Natural-language object grounding data

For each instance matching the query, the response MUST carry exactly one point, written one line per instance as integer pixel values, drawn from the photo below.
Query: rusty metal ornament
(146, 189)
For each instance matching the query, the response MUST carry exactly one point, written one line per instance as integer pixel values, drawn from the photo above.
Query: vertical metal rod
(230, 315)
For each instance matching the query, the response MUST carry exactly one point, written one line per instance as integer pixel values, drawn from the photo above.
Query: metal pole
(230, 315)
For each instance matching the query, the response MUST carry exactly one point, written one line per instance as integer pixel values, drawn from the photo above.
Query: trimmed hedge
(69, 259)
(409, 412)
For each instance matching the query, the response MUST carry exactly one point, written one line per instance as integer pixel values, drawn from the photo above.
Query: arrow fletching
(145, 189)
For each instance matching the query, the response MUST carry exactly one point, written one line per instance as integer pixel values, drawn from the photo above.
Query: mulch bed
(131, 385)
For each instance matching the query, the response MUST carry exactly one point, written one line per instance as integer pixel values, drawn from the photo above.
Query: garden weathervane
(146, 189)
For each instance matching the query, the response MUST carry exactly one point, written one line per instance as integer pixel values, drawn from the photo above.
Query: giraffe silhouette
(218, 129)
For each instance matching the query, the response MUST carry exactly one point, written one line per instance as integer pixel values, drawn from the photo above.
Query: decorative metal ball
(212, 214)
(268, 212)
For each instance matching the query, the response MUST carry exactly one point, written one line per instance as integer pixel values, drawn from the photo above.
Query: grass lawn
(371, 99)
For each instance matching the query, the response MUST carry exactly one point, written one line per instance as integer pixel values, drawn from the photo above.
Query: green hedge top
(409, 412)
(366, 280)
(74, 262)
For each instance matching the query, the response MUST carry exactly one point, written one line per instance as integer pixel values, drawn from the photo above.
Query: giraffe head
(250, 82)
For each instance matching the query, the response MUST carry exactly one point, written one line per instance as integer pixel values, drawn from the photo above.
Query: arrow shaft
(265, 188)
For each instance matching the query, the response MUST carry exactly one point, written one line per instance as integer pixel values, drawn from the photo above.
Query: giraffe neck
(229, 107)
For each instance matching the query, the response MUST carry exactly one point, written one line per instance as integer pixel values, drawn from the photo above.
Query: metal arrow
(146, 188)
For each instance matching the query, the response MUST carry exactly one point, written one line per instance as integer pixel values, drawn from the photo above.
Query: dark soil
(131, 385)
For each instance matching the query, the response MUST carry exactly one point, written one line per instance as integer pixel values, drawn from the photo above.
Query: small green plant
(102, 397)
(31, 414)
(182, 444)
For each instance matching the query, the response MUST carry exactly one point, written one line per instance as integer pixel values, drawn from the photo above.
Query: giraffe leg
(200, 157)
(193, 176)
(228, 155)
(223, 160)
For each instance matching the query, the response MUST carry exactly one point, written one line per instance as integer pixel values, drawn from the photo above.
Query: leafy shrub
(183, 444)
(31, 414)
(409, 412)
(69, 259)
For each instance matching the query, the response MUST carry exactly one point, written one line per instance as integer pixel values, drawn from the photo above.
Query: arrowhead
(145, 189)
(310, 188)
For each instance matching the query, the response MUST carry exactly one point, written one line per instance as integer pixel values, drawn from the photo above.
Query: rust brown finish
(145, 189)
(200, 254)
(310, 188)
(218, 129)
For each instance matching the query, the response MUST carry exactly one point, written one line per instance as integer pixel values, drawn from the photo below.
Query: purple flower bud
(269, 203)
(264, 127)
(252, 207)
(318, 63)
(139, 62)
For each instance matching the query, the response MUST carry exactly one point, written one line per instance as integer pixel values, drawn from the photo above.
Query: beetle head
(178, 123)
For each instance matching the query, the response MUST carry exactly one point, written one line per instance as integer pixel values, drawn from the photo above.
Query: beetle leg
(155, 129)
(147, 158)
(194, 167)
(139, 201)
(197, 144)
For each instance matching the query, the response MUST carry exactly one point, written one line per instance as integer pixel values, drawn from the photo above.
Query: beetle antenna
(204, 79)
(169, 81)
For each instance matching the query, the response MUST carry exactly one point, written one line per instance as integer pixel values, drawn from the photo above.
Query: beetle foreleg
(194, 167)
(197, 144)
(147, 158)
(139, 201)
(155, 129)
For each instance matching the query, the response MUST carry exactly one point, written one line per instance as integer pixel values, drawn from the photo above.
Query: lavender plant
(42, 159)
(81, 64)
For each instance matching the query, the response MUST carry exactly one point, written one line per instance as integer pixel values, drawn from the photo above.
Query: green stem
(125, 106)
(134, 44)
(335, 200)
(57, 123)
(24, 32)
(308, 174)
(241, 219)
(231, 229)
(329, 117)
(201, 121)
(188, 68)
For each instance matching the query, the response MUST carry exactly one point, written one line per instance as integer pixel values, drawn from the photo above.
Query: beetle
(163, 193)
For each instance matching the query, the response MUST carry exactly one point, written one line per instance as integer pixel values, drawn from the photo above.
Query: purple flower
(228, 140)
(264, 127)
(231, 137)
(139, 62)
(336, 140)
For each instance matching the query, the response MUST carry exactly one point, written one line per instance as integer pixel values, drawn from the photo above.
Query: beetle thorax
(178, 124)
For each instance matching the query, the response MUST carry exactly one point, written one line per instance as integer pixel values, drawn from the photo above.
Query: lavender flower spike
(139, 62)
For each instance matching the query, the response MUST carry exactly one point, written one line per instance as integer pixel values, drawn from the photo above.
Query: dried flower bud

**EXERCISE BRIEF**
Transcribe every record above exactly.

**TASK SOLUTION**
For each instance matching the query, the response MUST carry exactly one point, written one line per instance as integer pixel values, drawn from the photo below.
Query: rusty metal ornament
(146, 189)
For each instance matching the query, the response MUST carry exactly one point, written one line per instance as integer pixel values, drawn from the photo above.
Query: vertical metal rod
(230, 315)
For each instance matching the query, the response MUST carry exactly one point, written one line per instance as integer pixel values, drawn from the photo above.
Query: metal pole
(230, 315)
For each instance matching the query, the response MUST carry exactly one point, written one line per instance as integer pixel values, drawn from the photo above.
Query: trimmed hedge
(69, 259)
(409, 412)
For each instance matching the query, the response MUST carry exactly one point, written one line per instance as integer pixel values, drawn from the photo above.
Query: arrow fletching
(145, 189)
For each instance matching the query, the response MUST carry exactly one point, written one line per instance as integer pixel values, drawn from the photo above.
Query: mulch bed
(131, 385)
For each instance matching the query, the response MUST carry exactly one point, written one line per instance as integer pixel values, drawn from the photo above.
Query: garden weathervane
(146, 189)
For each instance matching the query, the response MUST carry exactly one point, written one line per instance as integer pixel values, drawn from the photo above.
Query: giraffe silhouette
(218, 129)
For each instance matching the query, the response MUST carry exactly one point, written one line per instance as integer pixel values, drawn from the photo above.
Query: decorative metal ball
(212, 214)
(268, 212)
For each instance matching the query, the response MUST carry exactly one point, written one line per instance as integer pixel values, drawn from the photo above.
Query: grass lawn
(371, 99)
For each instance matching the query, the response MUST carry exactly one point, written one line per instance as integer pixel values, drawn from the photo above.
Query: green hedge top
(409, 412)
(366, 280)
(74, 262)
For each instance matching the query, the response MUST carry exactly one point, written one line per instance as integer pixel values, drawn from the photo above.
Query: giraffe head
(250, 82)
For each instance matching the query, the response MUST carry exactly one point, written one line per instance as integer pixel values, drawn from the photo above.
Query: arrow shaft
(265, 188)
For each instance matching the query, the response MUST carry exactly one point, written one line per instance as integer pixel values, drawn from the photo above.
Query: giraffe neck
(229, 107)
For each instance matching the query, the response MUST carry exactly one point, written one line per instance as integer pixel values, drawn from the photo above.
Query: metal arrow
(146, 188)
For each instance matching the query, the response MUST carry exactly one point, written one line per instance as integer pixel values, drawn from the photo above.
Query: dark soil
(131, 385)
For each instance matching the query, the response MUST carry exactly one point, written one line per instance as integer pixel values, drawn from the photo above.
Query: small green plant
(102, 397)
(31, 414)
(182, 444)
For each instance matching the query, the response MUST carry exactly one point, written one line per instance as integer pixel values, drawn from the photo above.
Query: giraffe leg
(200, 157)
(193, 176)
(228, 155)
(223, 160)
For each instance matching the query, the response MUST carry exactly one point, written one line per instance as integer pixel values, drawn from the photo above.
Query: leafy shrub
(183, 444)
(31, 414)
(409, 412)
(69, 259)
For each instance matching the query, the response MUST carry exactly one point, written one line per instance as integer pixel values, drawn from the photo above.
Query: arrowhead
(145, 189)
(310, 188)
For each instance matching the query, the response MUST carry exactly one point, written one line per instance as integer pixel values, drawn from the photo above.
Query: rust brown finish
(145, 189)
(200, 254)
(310, 188)
(218, 129)
For each instance matching the query, the response MUST carry exactly one point, written one line per instance as integer pixel values, drawn from the photo below.
Query: purple flower bud
(269, 203)
(264, 127)
(252, 207)
(318, 63)
(139, 62)
For each instance matching the query, the response MUST carry exactly one point, written one line per instance as integer pixel values, drawn from the photo above.
Query: beetle head
(178, 123)
For each instance matching the query, the response MUST carry exactly one point, written one line per instance as integer pixel values, drawn from the photo above.
Query: beetle leg
(155, 129)
(147, 158)
(194, 167)
(139, 201)
(197, 144)
For each instance matching the query, the response MUST carry exactly one point, written one line per instance as integer pixel values, drawn from the photo above.
Query: beetle antenna
(204, 79)
(169, 81)
For each instance matching the query, the response MUST carry exactly one point, written one line per instance as integer pixel values, drawn from the photo above.
Query: beetle foreleg
(194, 167)
(197, 144)
(147, 158)
(139, 201)
(155, 129)
For each instance matching the query, the response MUST carry exactly one point, written one line per instance as integer pixel values, drawn from the photo above.
Query: lavender plant
(42, 159)
(81, 64)
For each instance matching the query, the response MUST carry exactly one point, written one line per instance as integer pixel values, drawn from the photo above.
Query: green stem
(125, 106)
(134, 44)
(335, 200)
(57, 123)
(24, 32)
(308, 174)
(241, 219)
(231, 229)
(329, 117)
(201, 121)
(188, 68)
For each instance matching the query, the response MUST carry exactly one point, written one line per instance as integer pixel values, drawn from the photo above.
Query: beetle
(163, 193)
For each instance matching the query, the response MUST carry exactly one point, written one line per instance as integer pixel values, drawn from the photo above.
Query: purple flower
(228, 140)
(264, 127)
(231, 137)
(139, 62)
(336, 140)
For each instance matching the query, the response MUST carry exactly one point, written one line per instance as integer pixel values, drawn from the photo above.
Query: beetle thorax
(178, 124)
For each instance matching the query, the response MUST carry exactly one point, written one line per instance as integer pixel values, drawn from the photo above.
Query: lavender flower spike
(139, 62)
For each instance matching the query, the response MUST carry exactly one point, written one line per instance as integer pixel values, drawn from the photo above.
Query: dried flower bud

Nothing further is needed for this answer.